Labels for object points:
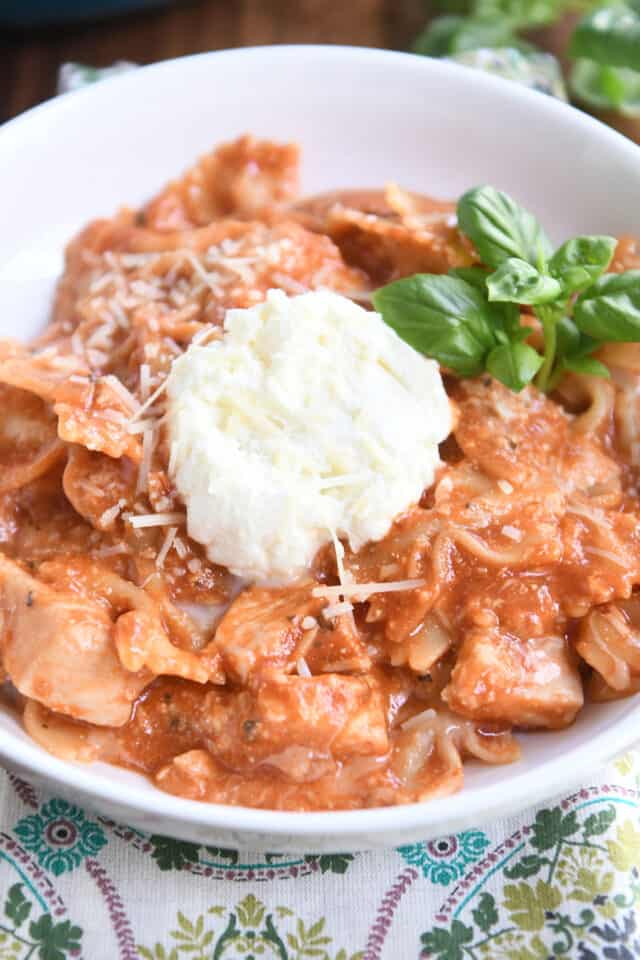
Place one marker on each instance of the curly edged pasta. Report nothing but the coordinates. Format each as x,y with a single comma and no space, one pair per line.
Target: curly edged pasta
498,602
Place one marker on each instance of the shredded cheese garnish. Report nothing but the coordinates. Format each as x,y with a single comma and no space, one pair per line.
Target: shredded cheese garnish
303,668
336,609
513,533
112,513
607,555
141,426
360,591
145,464
145,380
166,546
154,396
125,395
419,719
155,519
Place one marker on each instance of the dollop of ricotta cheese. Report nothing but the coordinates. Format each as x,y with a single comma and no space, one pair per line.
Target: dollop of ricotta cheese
309,416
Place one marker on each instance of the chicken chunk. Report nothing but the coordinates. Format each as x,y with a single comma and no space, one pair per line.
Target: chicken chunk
527,683
609,641
296,723
98,487
273,628
58,649
243,178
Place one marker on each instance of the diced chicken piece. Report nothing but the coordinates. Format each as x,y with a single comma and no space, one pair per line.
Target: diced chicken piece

*TO DO:* Copy the lines without changes, starting at the line that contains "Place one marker on each instance of the shredded" and ending at the last line, both included.

*TASK SOLUTION:*
Place one marker on each instance of the shredded cheese garnish. Report nothing but the coordinates. Format each as x,y with a single comma and no space, one pair per line.
Target: shredded cheese garnish
303,668
336,609
513,533
112,513
607,555
141,426
360,591
145,464
145,380
166,546
154,396
125,395
419,719
155,519
Place one marker on each instance of the dollop of ricotta cheese. Report nothing but the coordinates. Format each as x,y with a single comma and no space, one pair per line.
Target: dollop of ricotta cheese
309,416
Place one marker on each instance of the chicken chunk. Report nothing but the coordinates. Format each as x,y with a single comma and no space, one pair per line.
Target: chicken chunk
527,683
609,641
296,723
98,487
273,628
58,649
243,178
Place one marker on each instance of the diced chicken piece. Report nothing but the coordinates. Format each as x,y with a single comma and no space, one pair per line.
Target: diced chicken piece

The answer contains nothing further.